Task description: Rewrite the lines below as a numbered list, omitting any blank lines.

□ □ □ □

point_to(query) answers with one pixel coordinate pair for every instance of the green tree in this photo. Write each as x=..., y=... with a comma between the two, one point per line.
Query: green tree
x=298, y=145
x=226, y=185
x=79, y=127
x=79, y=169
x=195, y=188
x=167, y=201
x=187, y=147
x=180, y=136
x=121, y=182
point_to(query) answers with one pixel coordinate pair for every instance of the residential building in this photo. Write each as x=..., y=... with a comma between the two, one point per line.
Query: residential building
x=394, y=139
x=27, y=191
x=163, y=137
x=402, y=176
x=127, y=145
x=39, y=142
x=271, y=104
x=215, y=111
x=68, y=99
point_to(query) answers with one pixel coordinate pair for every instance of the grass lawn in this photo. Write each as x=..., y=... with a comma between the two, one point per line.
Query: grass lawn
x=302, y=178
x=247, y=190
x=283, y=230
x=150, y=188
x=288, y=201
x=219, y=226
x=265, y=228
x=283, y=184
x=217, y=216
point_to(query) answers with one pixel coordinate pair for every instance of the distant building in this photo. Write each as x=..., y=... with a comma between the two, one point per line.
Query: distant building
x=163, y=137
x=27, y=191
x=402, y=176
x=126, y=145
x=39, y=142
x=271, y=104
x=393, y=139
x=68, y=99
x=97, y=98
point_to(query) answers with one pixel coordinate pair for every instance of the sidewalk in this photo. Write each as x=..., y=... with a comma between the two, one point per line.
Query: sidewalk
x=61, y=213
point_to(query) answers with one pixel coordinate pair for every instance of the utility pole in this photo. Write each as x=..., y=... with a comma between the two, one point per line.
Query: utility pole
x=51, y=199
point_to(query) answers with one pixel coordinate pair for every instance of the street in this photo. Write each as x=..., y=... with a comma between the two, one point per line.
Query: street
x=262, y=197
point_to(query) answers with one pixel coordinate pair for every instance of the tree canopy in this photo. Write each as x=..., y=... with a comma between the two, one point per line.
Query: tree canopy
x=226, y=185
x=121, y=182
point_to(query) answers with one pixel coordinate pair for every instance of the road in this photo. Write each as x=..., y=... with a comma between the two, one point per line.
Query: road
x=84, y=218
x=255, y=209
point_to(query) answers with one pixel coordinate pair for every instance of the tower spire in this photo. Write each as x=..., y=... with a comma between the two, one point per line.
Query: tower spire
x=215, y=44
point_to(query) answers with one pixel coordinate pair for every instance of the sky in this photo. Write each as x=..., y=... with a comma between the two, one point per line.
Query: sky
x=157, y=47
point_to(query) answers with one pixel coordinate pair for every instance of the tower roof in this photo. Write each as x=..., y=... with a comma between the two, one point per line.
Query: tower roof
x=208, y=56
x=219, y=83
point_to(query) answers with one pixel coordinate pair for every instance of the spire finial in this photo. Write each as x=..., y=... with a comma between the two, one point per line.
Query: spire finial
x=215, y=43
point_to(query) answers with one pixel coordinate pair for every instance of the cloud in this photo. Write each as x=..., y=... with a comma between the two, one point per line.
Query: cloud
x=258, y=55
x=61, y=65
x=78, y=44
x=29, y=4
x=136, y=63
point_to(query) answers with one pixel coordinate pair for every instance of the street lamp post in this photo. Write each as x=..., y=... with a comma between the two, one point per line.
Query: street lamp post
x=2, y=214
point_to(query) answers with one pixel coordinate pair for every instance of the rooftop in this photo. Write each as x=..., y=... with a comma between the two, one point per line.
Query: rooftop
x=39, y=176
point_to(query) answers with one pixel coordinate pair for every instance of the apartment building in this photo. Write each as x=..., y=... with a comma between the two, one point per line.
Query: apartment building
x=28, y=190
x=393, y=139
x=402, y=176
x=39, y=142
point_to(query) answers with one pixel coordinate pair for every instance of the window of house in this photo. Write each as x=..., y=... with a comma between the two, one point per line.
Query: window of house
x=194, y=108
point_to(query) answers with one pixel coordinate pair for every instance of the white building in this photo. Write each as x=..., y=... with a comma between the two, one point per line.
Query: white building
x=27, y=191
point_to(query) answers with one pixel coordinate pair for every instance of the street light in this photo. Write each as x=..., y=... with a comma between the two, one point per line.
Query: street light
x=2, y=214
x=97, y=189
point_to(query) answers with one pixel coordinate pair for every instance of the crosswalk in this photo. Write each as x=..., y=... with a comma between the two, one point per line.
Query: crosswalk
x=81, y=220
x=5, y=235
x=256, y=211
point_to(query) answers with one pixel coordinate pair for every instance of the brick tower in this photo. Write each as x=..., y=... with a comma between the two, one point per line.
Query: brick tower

□ □ □ □

Answer to this task:
1. point_to(query) answers with one pixel coordinate pair for every instance of the green tree in this photo. Write each as x=..., y=... with a comma between the two, one point per line.
2. Query: green tree
3. x=298, y=145
4. x=226, y=185
5. x=79, y=127
6. x=79, y=169
7. x=195, y=188
8. x=167, y=201
9. x=187, y=147
10. x=180, y=136
11. x=121, y=182
12. point_to(query) answers with one pixel coordinate pair for every instance of the residential building in this photo. Write each as x=..., y=... with a comma between the two, one point per line.
13. Query: residential building
14. x=394, y=139
15. x=27, y=191
16. x=163, y=137
17. x=402, y=176
18. x=127, y=145
19. x=39, y=142
20. x=271, y=104
21. x=215, y=111
22. x=68, y=99
23. point_to(query) answers with one pixel coordinate pair for every instance of the grass lawn in this photo. Write each as x=..., y=... with a comma between the two, one point per line.
24. Query: grass lawn
25. x=302, y=178
26. x=247, y=190
27. x=283, y=230
28. x=150, y=188
29. x=288, y=201
30. x=219, y=226
31. x=265, y=228
32. x=283, y=184
33. x=217, y=216
34. point_to(query) answers with one pixel coordinate pair for every instance of the distant building in this photo. Write each as x=..., y=... with a comma between the two, one point per line.
35. Query: distant building
36. x=163, y=137
37. x=27, y=191
38. x=402, y=176
39. x=126, y=145
40. x=39, y=142
41. x=271, y=104
42. x=393, y=139
43. x=68, y=99
44. x=97, y=98
45. point_to(query) answers with one pixel coordinate pair for every instance of the sidewalk in this photo. Write each as x=..., y=... with a comma between the two, one point per line.
46. Query: sidewalk
47. x=61, y=213
48. point_to(query) answers with one pixel coordinate pair for every instance of the utility pole in this photo. Write each as x=..., y=... with a comma between the two, one point per line.
49. Query: utility pole
50. x=51, y=199
51. point_to(query) answers with one pixel coordinate pair for every instance of the street in this photo. Write each as x=..., y=... with a comma between the two, one point per line.
52. Query: street
53. x=262, y=197
54. point_to(query) answers with one pixel coordinate pair for every instance of the tree canopy in this photo. Write each as x=..., y=... with a comma between the two, one point per line.
55. Query: tree canopy
56. x=226, y=185
57. x=121, y=182
58. point_to(query) answers with one pixel coordinate pair for every instance of the road in this photo. Write each as x=..., y=... with a comma between the two, one point per line.
59. Query: road
60. x=84, y=218
61. x=255, y=209
62. point_to(query) answers with one pixel coordinate pair for every instance of the tower spire in this photo. Write each as x=..., y=... with a comma between the two, one point per line.
63. Query: tower spire
64. x=215, y=44
65. point_to(query) answers with one pixel coordinate pair for every instance of the sky in this photo. Write each as x=..., y=... with a comma between the two, one point per line.
66. Query: sky
67. x=157, y=47
68. point_to(query) answers with one pixel coordinate pair for every instance of the tower roof in this photo. Write each as x=..., y=... with a comma between the two, one point per line.
69. Query: tower roof
70. x=208, y=56
71. x=219, y=83
72. point_to(query) answers with one pixel coordinate pair for every instance of the spire finial in this photo. Write each as x=..., y=... with a comma between the two, one point per line.
73. Query: spire finial
74. x=215, y=43
75. point_to(query) answers with one pixel coordinate pair for every instance of the cloud in this photo. Write each as x=..., y=... with a comma between the two, one point per line.
76. Query: cloud
77. x=258, y=55
78. x=61, y=65
79. x=78, y=44
80. x=29, y=4
81. x=136, y=63
82. point_to(query) answers with one pixel coordinate pair for every instance of the street lamp post in this photo. Write each as x=..., y=... with a comma between the two, one point per line.
83. Query: street lamp post
84. x=2, y=214
85. point_to(query) answers with one pixel coordinate pair for every instance of the rooftop in this photo. Write each as x=..., y=... with a comma between the two, one point per line.
86. Query: rooftop
87. x=39, y=176
88. point_to(query) answers with one pixel coordinate pair for every instance of the apartment building in this photo. Write each as x=..., y=... with a comma between the two, one point per line.
89. Query: apartment building
90. x=28, y=190
91. x=393, y=139
92. x=402, y=176
93. x=39, y=142
94. point_to(query) answers with one pixel coordinate pair for every instance of the window of house in this photo. Write each as x=..., y=... with a comma between the two, one point per line.
95. Query: window of house
96. x=194, y=108
97. point_to(query) answers with one pixel coordinate pair for every instance of the white building in this photo. Write each as x=..., y=... with a comma between the two, one point per line.
98. Query: white building
99. x=27, y=191
100. point_to(query) answers with one pixel coordinate pair for every instance of the street light in this photo. Write each as x=..., y=... with a comma between the two, one point per line.
101. Query: street light
102. x=2, y=214
103. x=97, y=189
104. point_to(query) answers with one pixel coordinate pair for every instance of the crosswalk in this photo. Write each as x=..., y=... with a comma between the two, one point per line.
105. Query: crosswalk
106. x=81, y=220
107. x=5, y=235
108. x=256, y=211
109. point_to(query) answers with one pixel coordinate pair for every instance of the brick tower in this photo. Write each as x=..., y=... with a comma between the two, one point per line.
110. Query: brick tower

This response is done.